# Work order
Repeat all of the records word for word, but skip any picture.

(Dataset entries)
• • • • •

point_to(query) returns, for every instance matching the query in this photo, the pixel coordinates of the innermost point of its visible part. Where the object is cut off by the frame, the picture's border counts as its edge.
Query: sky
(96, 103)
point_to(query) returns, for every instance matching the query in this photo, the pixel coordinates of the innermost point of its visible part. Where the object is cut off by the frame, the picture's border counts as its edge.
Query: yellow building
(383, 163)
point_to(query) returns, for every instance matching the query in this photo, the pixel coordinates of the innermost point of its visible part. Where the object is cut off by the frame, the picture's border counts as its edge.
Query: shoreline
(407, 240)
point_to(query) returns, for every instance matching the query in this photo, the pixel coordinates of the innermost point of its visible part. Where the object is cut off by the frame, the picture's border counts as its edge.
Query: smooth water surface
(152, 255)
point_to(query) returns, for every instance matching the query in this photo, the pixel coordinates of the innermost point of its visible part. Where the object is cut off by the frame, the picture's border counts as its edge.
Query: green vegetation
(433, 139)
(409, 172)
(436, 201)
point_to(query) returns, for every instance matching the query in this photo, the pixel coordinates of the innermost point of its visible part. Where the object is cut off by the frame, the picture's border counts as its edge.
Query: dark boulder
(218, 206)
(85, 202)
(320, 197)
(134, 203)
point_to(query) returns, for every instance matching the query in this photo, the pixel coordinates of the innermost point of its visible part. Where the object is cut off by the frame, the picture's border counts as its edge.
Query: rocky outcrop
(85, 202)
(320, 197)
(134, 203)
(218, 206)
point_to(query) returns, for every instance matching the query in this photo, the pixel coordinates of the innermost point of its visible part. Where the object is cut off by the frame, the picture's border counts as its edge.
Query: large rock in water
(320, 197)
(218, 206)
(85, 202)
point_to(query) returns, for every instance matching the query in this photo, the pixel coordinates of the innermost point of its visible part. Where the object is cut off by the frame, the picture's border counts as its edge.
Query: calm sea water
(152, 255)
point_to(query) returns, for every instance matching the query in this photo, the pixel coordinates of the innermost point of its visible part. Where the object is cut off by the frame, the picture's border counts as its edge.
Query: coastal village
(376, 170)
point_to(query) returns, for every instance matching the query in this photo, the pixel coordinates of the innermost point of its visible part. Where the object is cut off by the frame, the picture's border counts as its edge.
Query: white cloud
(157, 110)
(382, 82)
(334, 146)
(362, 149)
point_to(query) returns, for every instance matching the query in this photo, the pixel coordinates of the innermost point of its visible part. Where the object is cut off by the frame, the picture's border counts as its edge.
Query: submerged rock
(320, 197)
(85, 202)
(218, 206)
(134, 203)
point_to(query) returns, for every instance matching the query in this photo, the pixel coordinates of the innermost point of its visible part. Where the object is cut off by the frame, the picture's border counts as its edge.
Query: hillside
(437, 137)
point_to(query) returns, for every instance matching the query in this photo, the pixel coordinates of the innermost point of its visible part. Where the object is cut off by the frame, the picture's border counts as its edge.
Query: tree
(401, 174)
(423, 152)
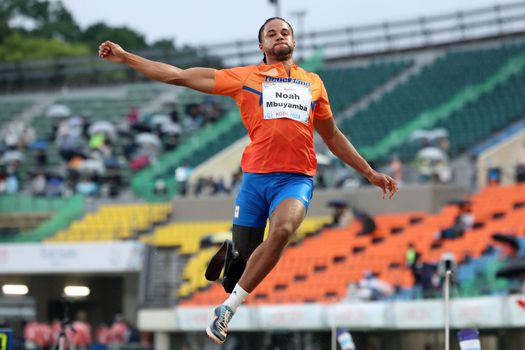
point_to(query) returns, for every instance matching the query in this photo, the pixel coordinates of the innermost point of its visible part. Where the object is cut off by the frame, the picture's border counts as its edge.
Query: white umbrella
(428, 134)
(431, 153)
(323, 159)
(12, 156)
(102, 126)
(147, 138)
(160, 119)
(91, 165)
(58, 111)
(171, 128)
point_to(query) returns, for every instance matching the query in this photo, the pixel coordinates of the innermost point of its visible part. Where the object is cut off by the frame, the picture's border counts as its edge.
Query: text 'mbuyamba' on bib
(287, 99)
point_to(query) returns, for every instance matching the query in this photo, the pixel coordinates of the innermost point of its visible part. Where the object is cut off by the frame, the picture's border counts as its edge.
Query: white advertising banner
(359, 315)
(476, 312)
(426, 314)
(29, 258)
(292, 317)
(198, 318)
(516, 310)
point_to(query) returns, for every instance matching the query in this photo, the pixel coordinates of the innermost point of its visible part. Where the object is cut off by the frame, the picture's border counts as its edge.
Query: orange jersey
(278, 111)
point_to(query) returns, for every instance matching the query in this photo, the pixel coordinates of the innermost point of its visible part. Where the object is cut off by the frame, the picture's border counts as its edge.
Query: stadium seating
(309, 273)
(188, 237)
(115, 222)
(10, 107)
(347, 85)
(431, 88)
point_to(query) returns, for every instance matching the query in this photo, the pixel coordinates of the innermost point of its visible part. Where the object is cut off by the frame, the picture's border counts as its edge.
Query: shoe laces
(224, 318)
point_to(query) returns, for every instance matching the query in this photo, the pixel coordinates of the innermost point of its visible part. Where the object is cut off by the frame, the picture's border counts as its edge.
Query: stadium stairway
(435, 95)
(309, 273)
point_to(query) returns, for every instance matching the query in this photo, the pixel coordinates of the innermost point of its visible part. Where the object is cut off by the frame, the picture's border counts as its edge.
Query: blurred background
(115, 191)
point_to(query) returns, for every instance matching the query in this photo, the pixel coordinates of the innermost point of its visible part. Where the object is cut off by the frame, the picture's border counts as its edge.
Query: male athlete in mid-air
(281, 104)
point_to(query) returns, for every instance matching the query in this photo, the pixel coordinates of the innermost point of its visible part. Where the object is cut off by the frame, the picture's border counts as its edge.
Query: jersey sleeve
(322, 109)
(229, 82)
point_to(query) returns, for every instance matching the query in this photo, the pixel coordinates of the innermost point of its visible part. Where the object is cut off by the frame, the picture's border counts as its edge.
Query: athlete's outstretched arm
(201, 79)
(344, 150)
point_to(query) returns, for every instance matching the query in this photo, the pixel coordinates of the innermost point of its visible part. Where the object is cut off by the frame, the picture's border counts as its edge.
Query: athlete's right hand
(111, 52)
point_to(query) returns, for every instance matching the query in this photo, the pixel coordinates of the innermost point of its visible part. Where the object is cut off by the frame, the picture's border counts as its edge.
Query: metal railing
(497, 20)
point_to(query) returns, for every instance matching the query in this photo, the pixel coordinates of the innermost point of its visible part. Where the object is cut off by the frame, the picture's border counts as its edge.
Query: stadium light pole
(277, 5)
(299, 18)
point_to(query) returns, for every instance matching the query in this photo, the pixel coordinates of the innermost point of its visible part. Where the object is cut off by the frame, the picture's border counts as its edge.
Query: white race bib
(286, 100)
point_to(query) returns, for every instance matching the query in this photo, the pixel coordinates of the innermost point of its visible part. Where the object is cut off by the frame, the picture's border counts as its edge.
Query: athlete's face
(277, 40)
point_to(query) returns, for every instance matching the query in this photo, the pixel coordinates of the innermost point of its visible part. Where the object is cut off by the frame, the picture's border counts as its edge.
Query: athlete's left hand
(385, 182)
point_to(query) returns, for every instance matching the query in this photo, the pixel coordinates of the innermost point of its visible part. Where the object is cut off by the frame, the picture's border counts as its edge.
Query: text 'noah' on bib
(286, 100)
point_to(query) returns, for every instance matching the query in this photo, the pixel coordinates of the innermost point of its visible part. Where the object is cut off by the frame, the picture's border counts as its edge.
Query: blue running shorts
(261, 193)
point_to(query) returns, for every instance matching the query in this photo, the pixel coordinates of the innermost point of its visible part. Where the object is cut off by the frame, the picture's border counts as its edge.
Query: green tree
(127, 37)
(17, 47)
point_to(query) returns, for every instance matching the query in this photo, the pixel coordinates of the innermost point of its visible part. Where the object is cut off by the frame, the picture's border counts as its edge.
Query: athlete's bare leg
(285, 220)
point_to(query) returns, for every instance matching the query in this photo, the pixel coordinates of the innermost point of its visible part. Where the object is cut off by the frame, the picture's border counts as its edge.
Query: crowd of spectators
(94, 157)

• • • • •

# Task response
point_to(query) returns, for every instance matching the query in this photo, the pixel coordinates of the innermost point of its visible part. Where the object is cut off by the frame, the picture's border counts as its edge.
Query: sky
(96, 103)
point_to(query) returns, for every instance matching the query in this photo, the pixel coordinates of the innermost point of its visible part. Where the object is cut off by the frame, the picture's border counts as its edge.
Query: yellow building
(383, 163)
point_to(query) returns, for every instance matching the query in this photo, the pixel coordinates of the innermost point of its visible part. Where the object is cut off by the frame, the picture's border counts as its edge.
Query: shoreline
(407, 240)
point_to(query) returns, for every instance matching the query in this photo, the pixel coordinates of the innermost point of its visible part. Where the object is cut off by the frame, the picture's border counts as its edge.
Query: smooth water surface
(152, 255)
point_to(query) returns, for every instance matching the query in this photo, the pixel coordinates of the innermost point of its visible part. Where the object is cut off by the frame, the picture's border counts as its edge.
Query: green vegetation
(433, 139)
(409, 172)
(436, 201)
point_to(query) returns, for every instance matching the query in this photo, the pixel coordinates of the innermost point of its visible part. Where the object is cut off by the frame, the picture's border counts as its edge.
Query: dark boulder
(218, 206)
(85, 202)
(320, 197)
(134, 203)
point_to(query) returns, for every instance matching the query in this photo, the pixel coordinates of the innermost point of its visible part. Where the object is cut off by the frame, the picture's border counts as its edge.
Query: rocky outcrop
(85, 202)
(320, 197)
(134, 203)
(218, 206)
point_to(query) returns, for every instance matching the query in this photo, the pixel coordinates of the innermost point of its visible part. Where the object is cut off by the frame, the picture's border counts as its edge.
Query: large rock in water
(320, 197)
(218, 206)
(85, 202)
point_to(query) returns, for every instance matching the query in this photo, the pixel coordinates of the innermost point of its visible part. Where the object is cut off by the frame, the picture's border counts as its edge.
Query: calm sea water
(152, 255)
point_to(query) returns, for every instance matching the query in this photo, the pixel coordinates of the innermost point of its visible part. Where the object is cut off by the frame, the picture's border counts as its edge.
Query: coastal village
(376, 170)
point_to(query) returns, for every instance matching the query in this photo, the pixel coordinates of the innermost point of its visible part. Where the object is cut off by the frame, the picture's border counts as its edge.
Query: white cloud
(157, 110)
(382, 82)
(334, 146)
(362, 149)
point_to(query) returns, for every instance matching the query in this photo, the pixel coordinates of the innermost point of its visible part. Where the object is cut off by the frame, the picture's border counts as its edge.
Query: submerged rock
(320, 197)
(85, 202)
(218, 206)
(134, 203)
point_to(query) returns, for every instance matching the query in this photo, the pixel coordinates of the innermost point of its visible part. Where the object is cut off by the frame, the picture's border counts as its edge.
Query: hillside
(437, 137)
point_to(query) returns, for every instance matching the query in this photo, the pixel coordinates of the innermost point of its visible part. Where the object is cut off by the frame, the picture's border counts as its edge.
Query: tree
(401, 174)
(423, 152)
point_to(query) returns, for every instance matching the query in this photo, the pixel coordinates of the innermost point of its visible part. Where the object is cut off by the frame, the picture's border counts as its edge.
Query: white umbrella
(428, 134)
(431, 153)
(323, 159)
(12, 156)
(102, 126)
(147, 138)
(160, 119)
(91, 165)
(58, 111)
(171, 128)
point_to(query) returns, for every instance matching the query in this photo, the pixel coordinates of the innermost point of its visible part. Where the object is cut off by the frame, the picture's border counts as its edge.
Query: text 'mbuyamba' on bib
(287, 99)
point_to(query) returns, for every instance matching the query in this photo, the pixel coordinates of the innermost point of its visible part. Where the object is cut off by the frame, the picture's border counts as its edge.
Query: white advertising banner
(359, 315)
(476, 312)
(426, 314)
(29, 258)
(292, 317)
(198, 318)
(516, 310)
point_to(query) returns, for every instance matching the query in this photo, the pixel coordinates of the innermost point of its visible part. Where the object is cut off by the frame, the picture's border counts as its edge.
Query: orange jersey
(278, 111)
point_to(query) returns, for every instance matching the query in this photo, the pixel coordinates of the innermost point of its visible part. Where the object is cut off by the frame, the picture's border counts as its edge.
Query: stadium seating
(309, 273)
(188, 237)
(115, 222)
(10, 107)
(347, 85)
(431, 88)
point_to(query) returns, for every instance matching the query in this photo, the pixel coordinates of the innermost point of its visible part. Where the object is cut off by the frame, the picture's border counts as its edge.
Query: shoe laces
(224, 318)
point_to(query) returns, for every instance matching the query in this photo, the pixel coordinates of the innermost point of its visible part. Where the object is cut off by the frame, the picture's border counts as its edge.
Query: stadium stairway
(435, 95)
(309, 273)
point_to(query) returns, for every instance matching the query in this photo, the pixel coordinates of the innermost point of its visible part. Where the object is cut off by the frame, the picture's border counts as its edge.
Query: blurred background
(115, 191)
point_to(query) returns, for every instance matching the query in this photo, the pixel coordinates of the innermost point of its visible part. Where the object is cut off by the frame, the picture's border counts as its edge.
Query: male athlete in mid-air
(281, 104)
point_to(query) returns, for every instance matching the query in this photo, the pixel coordinates of the innermost point of its visible part. Where the object is cut off by the frame, the picture's border counts as its edge.
Query: jersey sleeve
(322, 109)
(229, 82)
point_to(query) returns, for every instance matching the query in this photo, the pixel coordinates of the innermost point of its visible part. Where the object is cut off by the frame, the picture's border counts as its edge.
Query: athlete's outstretched arm
(201, 79)
(344, 150)
point_to(query) returns, for every instance matching the query in this photo, the pixel coordinates of the innermost point of its visible part. Where the object is cut off by the frame, the picture's border counts as its edge.
Query: athlete's right hand
(111, 52)
point_to(query) returns, for every instance matching the query in this photo, the pixel coordinates of the innermost point of its visible part. Where the object is cut off by the frame, the picture's border counts as its edge.
Query: metal railing
(497, 20)
point_to(query) returns, for every instance matching the query in this photo, the pixel coordinates of the innermost point of its visible part. Where the object is cut off by the frame, the picture's border counts as its edge.
Query: stadium light pole
(277, 5)
(299, 18)
point_to(query) returns, for every instance matching the query in this photo, the pixel coordinates of the innermost point of its visible part. Where the object is cut off by the frame, the picture's border counts as its edge.
Query: white race bib
(286, 100)
point_to(query) returns, for every instance matching the query in this photo, the pixel coordinates of the innermost point of its visible part. Where the object is cut off by the frame, the picture's border counts as its edge.
Query: athlete's face
(277, 40)
point_to(query) returns, for every instance matching the query in this photo, the pixel coordinates of the innermost point of its visible part. Where the object is cut off by the frame, the picture's border counts as its edge.
Query: athlete's left hand
(385, 182)
point_to(query) returns, for every instance matching the query in this photo, the pixel coordinates of the innermost point of its visible part. Where the object is cut off by the frame, the picture's border counts as its edge.
Query: text 'noah' on bib
(286, 100)
point_to(query) returns, for every instance matching the query in this photo, the pixel coordinates of the innermost point of its visible part. Where the object is cut off by the frame, the picture's border counts as its edge.
Query: blue running shorts
(261, 193)
point_to(query) returns, for every instance matching the query in this photo, the pixel coordinates of the innermost point of its visible part. Where the object is cut off by the frame, the picture's border counts as its edge.
Query: green tree
(127, 37)
(17, 47)
point_to(query) returns, for every instance matching the query in this photo, the pixel coordinates of the innermost point of its visible part. Where the object is cut off by the frame, the picture's border counts as its edge.
Query: athlete's bare leg
(285, 220)
point_to(query) returns, for every instance matching the query in this photo, the pixel coordinates of the innermost point of its visible part. Where the object is cut off by the frame, the picture's border counts as its edge.
Query: crowd of spectators
(94, 157)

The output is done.